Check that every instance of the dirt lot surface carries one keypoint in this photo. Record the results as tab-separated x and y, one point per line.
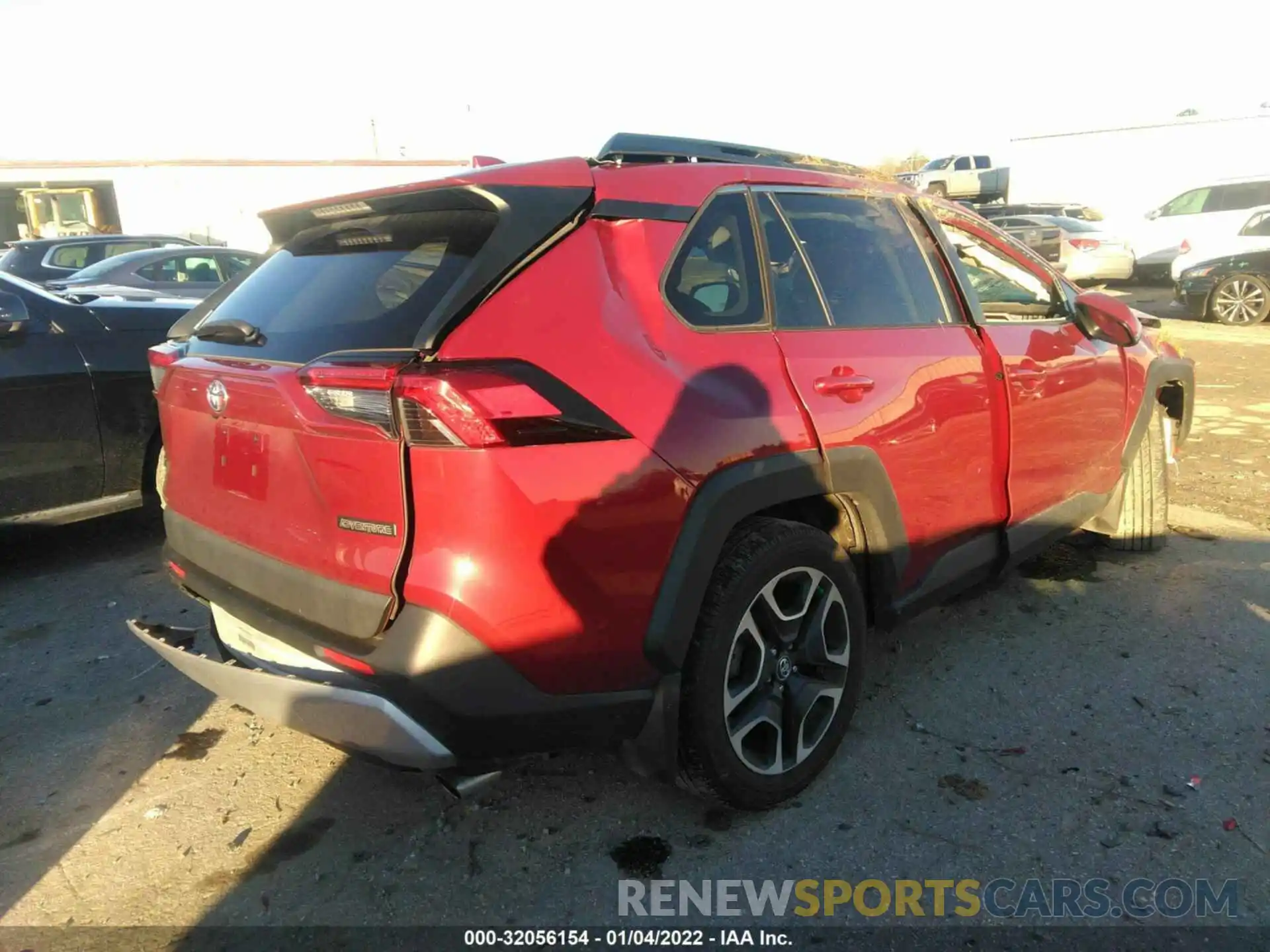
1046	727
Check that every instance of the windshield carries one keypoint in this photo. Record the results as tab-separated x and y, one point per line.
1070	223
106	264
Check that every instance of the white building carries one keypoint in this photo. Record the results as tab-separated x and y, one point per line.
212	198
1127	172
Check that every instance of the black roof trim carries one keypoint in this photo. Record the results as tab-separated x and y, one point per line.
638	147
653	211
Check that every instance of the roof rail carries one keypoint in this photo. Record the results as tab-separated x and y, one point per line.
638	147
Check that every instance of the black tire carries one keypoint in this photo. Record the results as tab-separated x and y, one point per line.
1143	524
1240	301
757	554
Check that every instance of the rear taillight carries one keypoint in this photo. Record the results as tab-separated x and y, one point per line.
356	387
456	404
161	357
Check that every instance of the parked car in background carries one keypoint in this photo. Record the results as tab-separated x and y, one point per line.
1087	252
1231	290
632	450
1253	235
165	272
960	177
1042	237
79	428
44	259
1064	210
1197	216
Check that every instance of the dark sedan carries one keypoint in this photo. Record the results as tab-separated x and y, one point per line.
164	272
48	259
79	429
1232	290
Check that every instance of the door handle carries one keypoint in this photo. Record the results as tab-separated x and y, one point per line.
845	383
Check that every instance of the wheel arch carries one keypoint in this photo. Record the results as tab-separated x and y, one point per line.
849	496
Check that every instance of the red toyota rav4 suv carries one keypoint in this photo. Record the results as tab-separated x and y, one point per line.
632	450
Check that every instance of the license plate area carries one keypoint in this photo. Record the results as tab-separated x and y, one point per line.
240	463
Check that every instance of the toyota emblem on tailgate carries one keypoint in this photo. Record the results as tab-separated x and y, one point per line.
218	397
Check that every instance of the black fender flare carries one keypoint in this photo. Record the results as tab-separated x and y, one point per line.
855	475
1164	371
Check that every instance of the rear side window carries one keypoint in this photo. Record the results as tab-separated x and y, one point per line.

# # #

*EXERCISE OBJECTIVE*.
Could you set down the whole listing above line for line, with every word unchanged, but leave out the pictures?

*FINAL RESULT*.
Check that every instance of the dirt lot surface carries one keypoint in this photo. Record the results as tab-separated x and y, one point per line.
1046	727
Check that every instance of the windshield carries one keypoint in this photo. Record the results as tab-separated x and y, one point per line.
1070	223
106	264
Check that every instance of the white building carries one keypoint in this photo. Record the results as tab-separated x and y, one point per line.
212	198
1127	172
Check that every instance of the black roof trim carries one keypoint in this photo. Record the results as tab-separated x and y, one point per line.
638	147
653	211
Check that every instance of the roof rail carries one keypoint in this photo. Record the results as tab-separated x and y, one point per line.
638	147
Check that every instance of the black tire carries one keypoint in this photo. Record the results as tab-separated x and y, one point per line.
1143	524
1240	301
757	554
Check that every instance of the rear taillight carries one keypoint in this photo. Record the results as tab-separated x and y, one point per line.
356	387
456	404
161	357
Check that every instance of the parked car in background carries one keypoint in this photo. Record the results as tab-separated x and y, one point per line.
1087	252
1231	290
632	450
1253	235
165	272
960	177
1042	237
79	428
44	259
1064	210
1197	216
Check that every instance of the dark sedan carries one keypoint in this photo. Record the results as tab-separated x and y, one point per line.
164	272
48	259
79	429
1232	290
Check that every instance of the door handle carries one keypoint in this photo. Record the results as tab-separated x and y, one point per line.
845	383
Check that every instance of the wheel arch carries one keypoint in this photo. Record the results as tab-separated x and y, one point per line.
849	496
Check that every instance of the red toyota rav4 suv carries one keypoint in this photo. Record the results as tab-separated x and y, one point per line.
632	450
Check that every instance of the license plate area carries one keypoint in this photo. Record the results as tab-separated x and y, one point per line.
240	463
Check that every instance of the toyota emblem on tailgate carries one keypoint in this photo. Record the results as tab-separated x and y, one point per line.
218	397
Check that every instance of the black fender flare carries one keypoint in this photo. Record the results as tab-separated x and y, one point per line.
855	475
1164	371
Check that every instance of the rear side window carries one keypoint in this photo. Record the results as tab-separated x and y, one point per line.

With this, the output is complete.